EXERCISE PASSAGE:
=== Section Start ===
Dec. 26, 2017 — Leave it to Utah

The Pac-12 did not become an also-ran conference overnight. It just felt that way. One year after league fielded its most recent CFP team, the conference went 1-8 in bowl games. The Utes’ Heart of Dallas Bowl win over West Virginia was the highlight of the 2017 postseason — aside from
UCLA hiring Chip Kelly. Within a half-decade, the Utes were the face of the league while the Bruins were … not.

Oct. 20, 2018 — The constant Gardner

On a clear day in front of almost 40,000 in Pullman, Wash., Mike Leach and the Cougars took it to the No. 12 Oregon Ducks, 34-20, as Gardner Minshew outdueled Justin Herbert. Wazzu shot up to No. 14 in the rankings and the Cougars would go on to finish 11-2 and ranked 10th, the high point of Leach’s tenure. Long live the Pirate.
=== Section End ===
Collected data entries:
=== Section Start ===
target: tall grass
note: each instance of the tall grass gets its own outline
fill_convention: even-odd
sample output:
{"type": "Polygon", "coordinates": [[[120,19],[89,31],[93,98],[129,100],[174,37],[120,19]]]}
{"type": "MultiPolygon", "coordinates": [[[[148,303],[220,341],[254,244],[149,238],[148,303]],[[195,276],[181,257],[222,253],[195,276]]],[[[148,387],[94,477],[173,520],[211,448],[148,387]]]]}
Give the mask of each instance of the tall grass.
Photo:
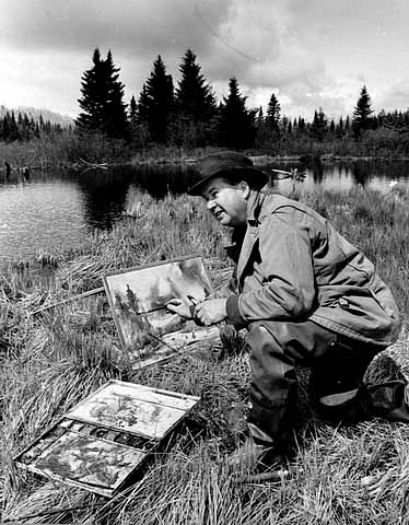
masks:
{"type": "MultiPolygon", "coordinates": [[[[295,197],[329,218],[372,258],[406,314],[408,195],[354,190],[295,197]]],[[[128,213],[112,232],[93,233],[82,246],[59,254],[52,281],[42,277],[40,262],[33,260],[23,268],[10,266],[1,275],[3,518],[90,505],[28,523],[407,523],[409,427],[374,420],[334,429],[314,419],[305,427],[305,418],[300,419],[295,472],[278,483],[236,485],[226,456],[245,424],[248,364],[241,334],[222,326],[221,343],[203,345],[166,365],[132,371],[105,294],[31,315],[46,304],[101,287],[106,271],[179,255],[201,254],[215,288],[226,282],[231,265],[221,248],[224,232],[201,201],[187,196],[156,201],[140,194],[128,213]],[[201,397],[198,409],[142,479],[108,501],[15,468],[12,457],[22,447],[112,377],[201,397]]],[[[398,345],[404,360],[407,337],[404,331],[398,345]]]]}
=== Section End ===
=== Section Start ===
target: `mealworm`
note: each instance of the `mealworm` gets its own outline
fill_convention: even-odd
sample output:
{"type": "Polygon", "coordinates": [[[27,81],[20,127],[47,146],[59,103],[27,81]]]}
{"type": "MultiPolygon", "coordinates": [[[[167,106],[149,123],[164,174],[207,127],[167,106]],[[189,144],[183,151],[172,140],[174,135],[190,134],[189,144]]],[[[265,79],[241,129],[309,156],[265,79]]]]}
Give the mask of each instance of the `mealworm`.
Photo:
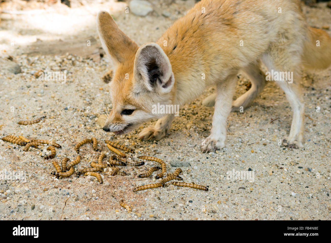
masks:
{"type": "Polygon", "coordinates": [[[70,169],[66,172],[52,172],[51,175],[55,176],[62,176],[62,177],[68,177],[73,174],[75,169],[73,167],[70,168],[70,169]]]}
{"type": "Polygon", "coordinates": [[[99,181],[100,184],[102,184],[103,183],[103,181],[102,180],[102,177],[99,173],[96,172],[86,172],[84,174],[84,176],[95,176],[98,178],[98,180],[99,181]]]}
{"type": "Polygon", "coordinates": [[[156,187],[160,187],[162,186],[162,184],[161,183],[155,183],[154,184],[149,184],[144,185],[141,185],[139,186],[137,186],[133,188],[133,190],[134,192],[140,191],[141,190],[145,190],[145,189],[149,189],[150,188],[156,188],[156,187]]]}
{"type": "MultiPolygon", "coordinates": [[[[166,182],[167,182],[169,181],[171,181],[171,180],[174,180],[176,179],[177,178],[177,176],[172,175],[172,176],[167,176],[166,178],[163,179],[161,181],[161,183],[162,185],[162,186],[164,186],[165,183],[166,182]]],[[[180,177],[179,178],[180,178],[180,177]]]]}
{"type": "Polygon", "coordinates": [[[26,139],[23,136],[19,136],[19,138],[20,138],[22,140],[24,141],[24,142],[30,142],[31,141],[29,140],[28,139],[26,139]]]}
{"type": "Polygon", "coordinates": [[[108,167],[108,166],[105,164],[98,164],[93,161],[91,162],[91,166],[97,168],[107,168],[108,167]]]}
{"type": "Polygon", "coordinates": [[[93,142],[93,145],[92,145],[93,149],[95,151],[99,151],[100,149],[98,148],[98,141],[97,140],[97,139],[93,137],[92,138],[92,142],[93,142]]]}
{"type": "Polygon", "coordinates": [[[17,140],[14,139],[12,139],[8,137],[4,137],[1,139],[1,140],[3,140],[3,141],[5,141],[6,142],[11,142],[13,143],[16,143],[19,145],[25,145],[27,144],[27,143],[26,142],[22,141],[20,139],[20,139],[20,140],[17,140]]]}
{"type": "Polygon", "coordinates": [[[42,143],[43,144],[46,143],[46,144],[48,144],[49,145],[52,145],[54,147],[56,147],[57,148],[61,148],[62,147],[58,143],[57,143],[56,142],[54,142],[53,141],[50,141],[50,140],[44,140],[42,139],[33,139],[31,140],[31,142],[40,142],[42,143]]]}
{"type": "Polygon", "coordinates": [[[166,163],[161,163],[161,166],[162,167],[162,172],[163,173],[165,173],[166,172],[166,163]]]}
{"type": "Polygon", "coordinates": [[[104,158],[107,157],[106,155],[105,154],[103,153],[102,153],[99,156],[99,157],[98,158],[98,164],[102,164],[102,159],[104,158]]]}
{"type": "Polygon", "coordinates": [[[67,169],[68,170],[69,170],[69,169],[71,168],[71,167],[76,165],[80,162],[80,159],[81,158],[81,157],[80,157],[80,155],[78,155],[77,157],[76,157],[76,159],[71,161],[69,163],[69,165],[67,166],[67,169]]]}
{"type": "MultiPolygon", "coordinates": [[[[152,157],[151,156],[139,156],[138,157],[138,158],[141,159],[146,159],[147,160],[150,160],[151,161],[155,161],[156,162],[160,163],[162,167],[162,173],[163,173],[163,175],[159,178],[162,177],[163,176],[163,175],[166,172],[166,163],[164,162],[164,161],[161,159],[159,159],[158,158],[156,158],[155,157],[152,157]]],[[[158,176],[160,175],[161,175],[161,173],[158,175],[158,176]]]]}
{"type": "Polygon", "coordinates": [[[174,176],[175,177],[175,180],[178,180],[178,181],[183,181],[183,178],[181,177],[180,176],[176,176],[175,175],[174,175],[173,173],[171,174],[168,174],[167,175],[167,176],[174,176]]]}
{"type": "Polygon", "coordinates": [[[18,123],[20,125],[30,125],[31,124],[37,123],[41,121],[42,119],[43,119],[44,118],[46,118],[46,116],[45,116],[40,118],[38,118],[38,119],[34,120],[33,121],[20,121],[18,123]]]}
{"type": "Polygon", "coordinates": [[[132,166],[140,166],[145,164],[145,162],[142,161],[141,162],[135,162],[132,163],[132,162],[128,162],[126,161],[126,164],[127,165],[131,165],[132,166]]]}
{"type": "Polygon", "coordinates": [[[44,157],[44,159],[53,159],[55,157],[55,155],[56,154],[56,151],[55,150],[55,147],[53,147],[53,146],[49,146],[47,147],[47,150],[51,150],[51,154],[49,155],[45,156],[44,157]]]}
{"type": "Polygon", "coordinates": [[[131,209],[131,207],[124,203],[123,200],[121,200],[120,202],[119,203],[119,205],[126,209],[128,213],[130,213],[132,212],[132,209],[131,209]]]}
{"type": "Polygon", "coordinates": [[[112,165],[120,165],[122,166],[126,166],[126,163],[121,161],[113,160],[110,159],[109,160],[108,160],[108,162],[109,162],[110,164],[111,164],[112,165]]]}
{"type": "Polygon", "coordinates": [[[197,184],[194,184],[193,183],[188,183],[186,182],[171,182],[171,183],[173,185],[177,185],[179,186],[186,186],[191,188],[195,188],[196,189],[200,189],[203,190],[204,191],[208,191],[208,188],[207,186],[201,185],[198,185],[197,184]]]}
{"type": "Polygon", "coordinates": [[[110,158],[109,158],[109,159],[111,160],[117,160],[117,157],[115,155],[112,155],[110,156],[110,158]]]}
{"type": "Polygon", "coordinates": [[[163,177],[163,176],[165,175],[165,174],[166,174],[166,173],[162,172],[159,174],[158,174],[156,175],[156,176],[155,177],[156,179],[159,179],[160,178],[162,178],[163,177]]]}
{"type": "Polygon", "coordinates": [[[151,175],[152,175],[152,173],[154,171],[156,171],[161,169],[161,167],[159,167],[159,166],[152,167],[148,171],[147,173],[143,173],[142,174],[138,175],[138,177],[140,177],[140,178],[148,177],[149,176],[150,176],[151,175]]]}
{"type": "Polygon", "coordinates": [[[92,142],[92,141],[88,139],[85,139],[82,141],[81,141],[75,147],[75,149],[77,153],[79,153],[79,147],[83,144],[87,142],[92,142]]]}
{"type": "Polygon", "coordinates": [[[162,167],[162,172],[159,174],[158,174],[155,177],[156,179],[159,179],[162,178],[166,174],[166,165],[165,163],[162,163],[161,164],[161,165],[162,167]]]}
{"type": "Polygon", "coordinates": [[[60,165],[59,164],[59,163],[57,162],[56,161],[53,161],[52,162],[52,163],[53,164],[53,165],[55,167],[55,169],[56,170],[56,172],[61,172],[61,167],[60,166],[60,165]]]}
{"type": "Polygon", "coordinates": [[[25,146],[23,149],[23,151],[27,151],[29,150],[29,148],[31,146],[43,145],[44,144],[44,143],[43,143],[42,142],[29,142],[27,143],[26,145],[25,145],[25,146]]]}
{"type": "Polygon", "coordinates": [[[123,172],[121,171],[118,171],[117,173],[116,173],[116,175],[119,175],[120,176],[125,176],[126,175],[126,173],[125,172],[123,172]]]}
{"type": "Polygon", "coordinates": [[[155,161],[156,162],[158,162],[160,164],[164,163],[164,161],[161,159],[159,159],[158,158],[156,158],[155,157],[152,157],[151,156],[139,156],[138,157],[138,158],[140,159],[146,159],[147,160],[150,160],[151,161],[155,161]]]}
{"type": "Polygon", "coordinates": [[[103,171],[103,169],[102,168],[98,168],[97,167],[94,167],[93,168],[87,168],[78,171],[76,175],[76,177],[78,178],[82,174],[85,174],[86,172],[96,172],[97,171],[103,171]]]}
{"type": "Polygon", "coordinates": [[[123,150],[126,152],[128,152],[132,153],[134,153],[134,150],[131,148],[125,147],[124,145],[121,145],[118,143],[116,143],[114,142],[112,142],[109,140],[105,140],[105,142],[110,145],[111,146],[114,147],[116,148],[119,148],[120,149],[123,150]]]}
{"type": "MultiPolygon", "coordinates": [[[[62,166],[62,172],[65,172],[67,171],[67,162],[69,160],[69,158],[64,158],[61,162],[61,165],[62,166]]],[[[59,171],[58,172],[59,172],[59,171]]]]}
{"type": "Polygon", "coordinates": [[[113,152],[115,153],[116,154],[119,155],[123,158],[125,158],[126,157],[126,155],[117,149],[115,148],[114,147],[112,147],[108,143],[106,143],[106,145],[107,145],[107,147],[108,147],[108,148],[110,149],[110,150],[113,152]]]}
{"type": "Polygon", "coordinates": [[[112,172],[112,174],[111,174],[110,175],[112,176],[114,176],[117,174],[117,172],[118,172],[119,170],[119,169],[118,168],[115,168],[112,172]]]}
=== Section End ===
=== Section Start ===
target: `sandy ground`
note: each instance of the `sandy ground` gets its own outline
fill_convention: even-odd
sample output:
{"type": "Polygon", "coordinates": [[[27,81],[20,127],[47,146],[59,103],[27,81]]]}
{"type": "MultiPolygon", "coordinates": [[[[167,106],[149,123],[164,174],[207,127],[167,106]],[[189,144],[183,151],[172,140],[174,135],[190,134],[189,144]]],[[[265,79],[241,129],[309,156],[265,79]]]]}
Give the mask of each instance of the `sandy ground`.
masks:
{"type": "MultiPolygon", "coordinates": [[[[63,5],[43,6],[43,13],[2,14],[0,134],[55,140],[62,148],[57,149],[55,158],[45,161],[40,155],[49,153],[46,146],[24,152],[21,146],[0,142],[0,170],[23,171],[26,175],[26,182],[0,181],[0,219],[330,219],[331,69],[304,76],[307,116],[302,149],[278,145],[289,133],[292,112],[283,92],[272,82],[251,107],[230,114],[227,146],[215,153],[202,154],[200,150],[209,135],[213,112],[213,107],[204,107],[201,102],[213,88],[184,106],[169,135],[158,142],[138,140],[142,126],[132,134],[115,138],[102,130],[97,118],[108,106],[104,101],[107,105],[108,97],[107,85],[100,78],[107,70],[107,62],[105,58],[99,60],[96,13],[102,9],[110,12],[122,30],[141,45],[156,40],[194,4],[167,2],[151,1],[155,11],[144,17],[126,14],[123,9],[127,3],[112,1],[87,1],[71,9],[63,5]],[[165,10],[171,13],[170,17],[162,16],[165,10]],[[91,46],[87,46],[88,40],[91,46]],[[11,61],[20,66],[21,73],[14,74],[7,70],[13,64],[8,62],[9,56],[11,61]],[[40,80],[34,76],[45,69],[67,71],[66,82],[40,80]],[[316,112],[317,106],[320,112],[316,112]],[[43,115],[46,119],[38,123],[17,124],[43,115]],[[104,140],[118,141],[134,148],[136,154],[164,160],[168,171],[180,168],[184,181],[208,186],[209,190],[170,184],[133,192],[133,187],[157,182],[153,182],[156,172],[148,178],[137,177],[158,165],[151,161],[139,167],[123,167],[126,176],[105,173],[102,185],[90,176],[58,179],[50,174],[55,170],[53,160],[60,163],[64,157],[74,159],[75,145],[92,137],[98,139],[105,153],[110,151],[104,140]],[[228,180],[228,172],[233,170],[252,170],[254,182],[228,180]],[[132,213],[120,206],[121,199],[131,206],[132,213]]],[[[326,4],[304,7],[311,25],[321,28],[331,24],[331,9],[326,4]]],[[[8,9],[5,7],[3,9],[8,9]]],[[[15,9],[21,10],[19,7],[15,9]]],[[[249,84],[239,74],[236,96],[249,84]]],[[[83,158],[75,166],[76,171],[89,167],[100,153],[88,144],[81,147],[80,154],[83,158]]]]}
=== Section End ===
EXERCISE A: Translate this sentence from the Pac-12 football piece into Spanish: "The Pac-12 did not become an also-ran conference overnight."
EXERCISE B: In the Pac-12 football piece, which team did the Utes beat in the Heart of Dallas Bowl?
EXERCISE C: Continue the Pac-12 football piece from its final sentence.

ANSWER AREA A: La Pac-12 no se convirtió de la noche a la mañana en una conferencia de segunda fila.

ANSWER AREA B: West Virginia.

ANSWER AREA C:
Jan. 1, 2020 — Herbert goes on a Duck dash

Returning for his senior year as one of the most ballyhooed quarterbacks in the country, Herbert delivered for the Ducks, never more than on New Year’s Day 2020. But instead of using the arm that would make him among the most prolific passers in Oregon history, Herbert scored 3 rushing touchdowns in a 28-27 Rose Bowl win for the Ducks over No. 11 Wisconsin. Hard to believe that’s a conference game next year.

Aug. 11, 2020 — Pandemic prompts Pac-12 to postpone season

With some of the top scientific communities and research institutions in the world residing in the Pac-12, plus league offices in San Francisco, the conference prided itself on being ahead of the curve when it came showing caution to COVID-19. So when the league announced it was postponing fall sports play in August of 2020, it wasn’t a huge surprise. Football would resume with a half-year starting in November, but it was largely a wasted season.

Nov. 26/27, 2021 — Trojans, Huskies fall flat

Two proud programs fell flat on their faces in stunning fashion in 2021 as both USC and Washington finished 4-8, exemplified by Week 13 losses to BYU and Washington State, respectively. The Huskies particularly ranked, falling 40-13 to the Cougars, one of the most lopsided losses in Apple Cup history for Washington. It wouldn’t be all bad, though. Bottoming out led to the hires of Kalen DeBoer and Lincoln Riley.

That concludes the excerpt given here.